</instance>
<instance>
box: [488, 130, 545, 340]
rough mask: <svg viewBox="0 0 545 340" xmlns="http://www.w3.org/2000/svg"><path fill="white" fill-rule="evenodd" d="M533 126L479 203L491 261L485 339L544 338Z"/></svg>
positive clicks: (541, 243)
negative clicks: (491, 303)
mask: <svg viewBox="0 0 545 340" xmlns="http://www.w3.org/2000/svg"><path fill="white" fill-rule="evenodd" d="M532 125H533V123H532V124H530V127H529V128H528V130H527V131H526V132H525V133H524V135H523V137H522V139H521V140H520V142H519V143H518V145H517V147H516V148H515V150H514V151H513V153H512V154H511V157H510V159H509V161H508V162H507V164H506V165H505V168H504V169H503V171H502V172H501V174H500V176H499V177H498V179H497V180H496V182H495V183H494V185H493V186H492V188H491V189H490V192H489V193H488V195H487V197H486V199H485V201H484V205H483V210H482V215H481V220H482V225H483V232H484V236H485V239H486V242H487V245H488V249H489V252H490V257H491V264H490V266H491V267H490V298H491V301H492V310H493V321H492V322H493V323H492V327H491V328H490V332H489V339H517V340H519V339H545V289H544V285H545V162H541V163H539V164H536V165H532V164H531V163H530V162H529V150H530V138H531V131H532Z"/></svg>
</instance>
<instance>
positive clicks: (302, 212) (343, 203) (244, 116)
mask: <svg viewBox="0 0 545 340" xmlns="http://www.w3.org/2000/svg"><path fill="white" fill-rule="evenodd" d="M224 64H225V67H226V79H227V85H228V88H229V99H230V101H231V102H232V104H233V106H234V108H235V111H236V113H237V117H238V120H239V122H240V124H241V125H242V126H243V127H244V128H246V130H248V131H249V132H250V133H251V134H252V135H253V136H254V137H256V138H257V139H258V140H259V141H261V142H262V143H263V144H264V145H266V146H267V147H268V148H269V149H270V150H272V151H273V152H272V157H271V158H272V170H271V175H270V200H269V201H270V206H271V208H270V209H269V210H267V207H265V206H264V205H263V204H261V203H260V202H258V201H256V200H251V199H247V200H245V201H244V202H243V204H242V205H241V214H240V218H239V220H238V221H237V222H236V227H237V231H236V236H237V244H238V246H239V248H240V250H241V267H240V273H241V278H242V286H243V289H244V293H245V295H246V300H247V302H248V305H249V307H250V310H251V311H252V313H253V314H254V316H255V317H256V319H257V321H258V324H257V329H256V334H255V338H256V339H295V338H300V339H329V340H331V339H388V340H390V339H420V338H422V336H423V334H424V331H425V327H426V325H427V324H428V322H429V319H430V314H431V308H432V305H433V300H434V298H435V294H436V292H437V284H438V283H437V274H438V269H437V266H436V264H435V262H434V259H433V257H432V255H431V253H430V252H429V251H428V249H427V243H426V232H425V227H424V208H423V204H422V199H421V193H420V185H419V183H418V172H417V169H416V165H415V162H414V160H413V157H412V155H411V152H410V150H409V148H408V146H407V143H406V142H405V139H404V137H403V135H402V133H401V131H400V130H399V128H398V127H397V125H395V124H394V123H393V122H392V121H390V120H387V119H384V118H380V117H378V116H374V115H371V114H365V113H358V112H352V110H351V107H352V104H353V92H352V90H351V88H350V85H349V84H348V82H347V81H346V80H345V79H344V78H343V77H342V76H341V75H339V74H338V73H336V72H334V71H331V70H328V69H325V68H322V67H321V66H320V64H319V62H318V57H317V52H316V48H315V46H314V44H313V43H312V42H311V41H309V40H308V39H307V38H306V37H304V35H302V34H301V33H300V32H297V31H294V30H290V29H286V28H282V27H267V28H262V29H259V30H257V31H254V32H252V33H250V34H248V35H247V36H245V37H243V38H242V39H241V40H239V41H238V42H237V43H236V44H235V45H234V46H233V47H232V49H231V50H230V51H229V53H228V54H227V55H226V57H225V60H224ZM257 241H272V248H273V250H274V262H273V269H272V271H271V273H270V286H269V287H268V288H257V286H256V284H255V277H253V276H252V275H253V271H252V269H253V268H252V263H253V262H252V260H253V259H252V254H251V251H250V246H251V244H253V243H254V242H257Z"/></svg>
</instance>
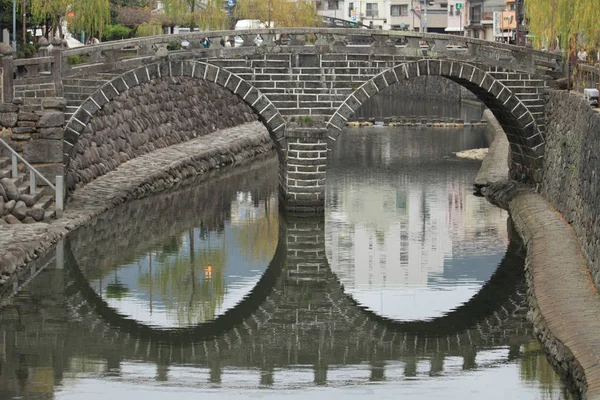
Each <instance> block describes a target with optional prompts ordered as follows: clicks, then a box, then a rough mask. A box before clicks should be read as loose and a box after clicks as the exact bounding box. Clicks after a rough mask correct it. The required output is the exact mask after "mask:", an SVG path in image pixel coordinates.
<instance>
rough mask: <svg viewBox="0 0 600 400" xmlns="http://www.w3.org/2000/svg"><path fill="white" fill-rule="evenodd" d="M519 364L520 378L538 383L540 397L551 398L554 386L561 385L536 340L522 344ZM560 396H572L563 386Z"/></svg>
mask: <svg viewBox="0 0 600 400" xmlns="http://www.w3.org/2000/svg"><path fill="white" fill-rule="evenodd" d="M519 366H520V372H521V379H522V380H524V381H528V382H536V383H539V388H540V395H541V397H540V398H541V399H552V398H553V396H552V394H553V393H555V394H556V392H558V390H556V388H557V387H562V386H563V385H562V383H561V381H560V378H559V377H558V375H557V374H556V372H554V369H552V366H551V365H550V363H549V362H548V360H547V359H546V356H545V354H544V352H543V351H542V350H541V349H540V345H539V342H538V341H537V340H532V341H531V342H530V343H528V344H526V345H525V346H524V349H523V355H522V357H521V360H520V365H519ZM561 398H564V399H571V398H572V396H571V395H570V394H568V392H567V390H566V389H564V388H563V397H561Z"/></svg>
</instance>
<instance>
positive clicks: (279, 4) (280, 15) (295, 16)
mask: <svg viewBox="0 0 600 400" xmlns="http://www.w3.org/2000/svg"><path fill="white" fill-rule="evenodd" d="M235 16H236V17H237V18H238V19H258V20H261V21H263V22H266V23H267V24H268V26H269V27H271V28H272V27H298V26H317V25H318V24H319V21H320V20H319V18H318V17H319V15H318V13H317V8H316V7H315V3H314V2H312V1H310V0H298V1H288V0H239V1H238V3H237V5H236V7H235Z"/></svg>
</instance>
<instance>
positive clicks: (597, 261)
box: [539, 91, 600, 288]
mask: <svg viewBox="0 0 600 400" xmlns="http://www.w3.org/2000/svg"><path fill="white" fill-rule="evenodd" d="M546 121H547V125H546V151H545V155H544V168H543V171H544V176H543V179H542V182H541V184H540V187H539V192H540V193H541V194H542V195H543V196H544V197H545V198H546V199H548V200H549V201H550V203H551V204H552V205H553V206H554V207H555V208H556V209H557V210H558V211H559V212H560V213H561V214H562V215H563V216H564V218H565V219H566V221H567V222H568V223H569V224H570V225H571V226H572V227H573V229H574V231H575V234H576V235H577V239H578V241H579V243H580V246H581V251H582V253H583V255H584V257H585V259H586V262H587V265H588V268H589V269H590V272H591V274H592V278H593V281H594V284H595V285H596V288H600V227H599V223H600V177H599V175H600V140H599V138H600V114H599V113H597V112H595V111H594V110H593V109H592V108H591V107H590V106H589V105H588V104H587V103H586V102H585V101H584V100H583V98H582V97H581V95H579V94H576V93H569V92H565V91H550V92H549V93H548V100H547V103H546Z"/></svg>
---
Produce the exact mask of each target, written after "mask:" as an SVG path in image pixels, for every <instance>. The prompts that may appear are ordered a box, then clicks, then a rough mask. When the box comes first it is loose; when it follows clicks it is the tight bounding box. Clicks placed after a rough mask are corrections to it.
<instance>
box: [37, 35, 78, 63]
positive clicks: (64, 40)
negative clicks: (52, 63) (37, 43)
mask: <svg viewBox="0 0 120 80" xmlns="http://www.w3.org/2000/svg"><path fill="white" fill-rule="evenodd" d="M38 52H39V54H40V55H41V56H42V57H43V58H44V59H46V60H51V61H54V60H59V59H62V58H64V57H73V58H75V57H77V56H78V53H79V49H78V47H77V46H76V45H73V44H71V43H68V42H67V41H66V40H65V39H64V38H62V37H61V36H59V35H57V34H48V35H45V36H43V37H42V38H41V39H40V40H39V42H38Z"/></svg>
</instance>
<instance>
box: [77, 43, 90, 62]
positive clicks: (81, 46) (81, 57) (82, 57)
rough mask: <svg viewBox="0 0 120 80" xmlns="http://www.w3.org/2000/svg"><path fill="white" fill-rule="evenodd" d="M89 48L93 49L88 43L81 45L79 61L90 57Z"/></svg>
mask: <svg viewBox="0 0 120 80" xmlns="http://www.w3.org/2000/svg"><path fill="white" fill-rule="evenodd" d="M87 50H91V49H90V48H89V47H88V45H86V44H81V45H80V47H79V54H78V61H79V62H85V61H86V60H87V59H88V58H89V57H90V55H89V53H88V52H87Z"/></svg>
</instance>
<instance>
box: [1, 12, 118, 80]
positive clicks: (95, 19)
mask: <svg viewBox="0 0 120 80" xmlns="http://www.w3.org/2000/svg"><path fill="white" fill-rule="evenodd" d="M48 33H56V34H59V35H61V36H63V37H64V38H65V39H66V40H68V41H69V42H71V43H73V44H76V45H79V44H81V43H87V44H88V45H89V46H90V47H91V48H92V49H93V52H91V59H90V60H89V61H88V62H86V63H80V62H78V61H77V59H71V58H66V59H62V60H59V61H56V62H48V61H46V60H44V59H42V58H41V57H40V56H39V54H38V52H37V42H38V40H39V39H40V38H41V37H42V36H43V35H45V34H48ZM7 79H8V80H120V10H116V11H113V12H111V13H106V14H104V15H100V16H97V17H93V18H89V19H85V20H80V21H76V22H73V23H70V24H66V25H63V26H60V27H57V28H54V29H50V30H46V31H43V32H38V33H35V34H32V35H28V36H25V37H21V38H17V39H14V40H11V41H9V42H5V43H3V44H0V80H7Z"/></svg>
--
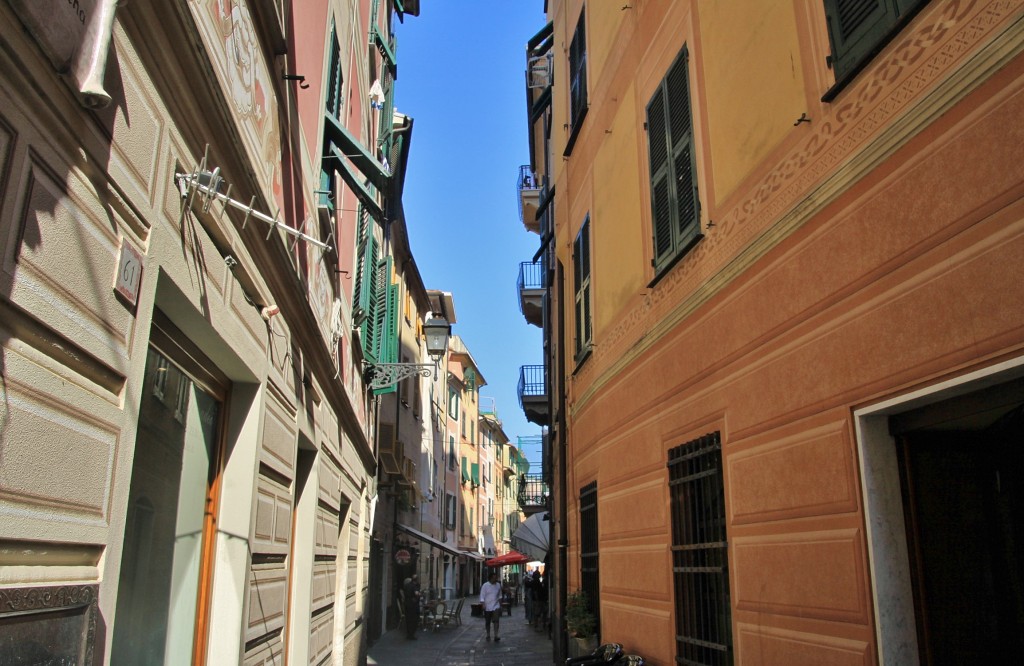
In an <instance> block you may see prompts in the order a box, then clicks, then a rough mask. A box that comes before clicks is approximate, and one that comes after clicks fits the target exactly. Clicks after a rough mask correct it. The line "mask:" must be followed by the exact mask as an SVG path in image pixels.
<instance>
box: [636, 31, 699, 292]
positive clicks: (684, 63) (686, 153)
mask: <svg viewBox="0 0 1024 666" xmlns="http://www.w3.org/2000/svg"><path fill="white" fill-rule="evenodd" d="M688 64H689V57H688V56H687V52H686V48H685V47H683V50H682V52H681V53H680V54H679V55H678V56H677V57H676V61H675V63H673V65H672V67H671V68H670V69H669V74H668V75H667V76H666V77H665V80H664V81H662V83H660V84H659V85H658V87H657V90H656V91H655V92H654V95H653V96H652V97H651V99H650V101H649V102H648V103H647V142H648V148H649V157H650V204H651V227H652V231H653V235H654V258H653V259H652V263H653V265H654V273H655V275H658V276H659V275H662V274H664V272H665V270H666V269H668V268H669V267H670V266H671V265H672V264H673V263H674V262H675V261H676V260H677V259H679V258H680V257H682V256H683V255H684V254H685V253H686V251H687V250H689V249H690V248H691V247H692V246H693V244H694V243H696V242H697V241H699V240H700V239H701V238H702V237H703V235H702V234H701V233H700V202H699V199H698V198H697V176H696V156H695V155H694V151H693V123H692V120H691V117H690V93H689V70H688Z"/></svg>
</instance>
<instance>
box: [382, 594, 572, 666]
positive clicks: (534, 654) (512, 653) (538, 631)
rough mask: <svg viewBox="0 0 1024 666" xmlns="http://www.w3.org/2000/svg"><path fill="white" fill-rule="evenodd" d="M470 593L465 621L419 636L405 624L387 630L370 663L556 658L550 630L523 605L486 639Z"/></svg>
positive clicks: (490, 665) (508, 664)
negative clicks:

> **WORK ITEM**
How many lines of the data above contain the word "negative"? Give only the number.

> **RESULT BELOW**
3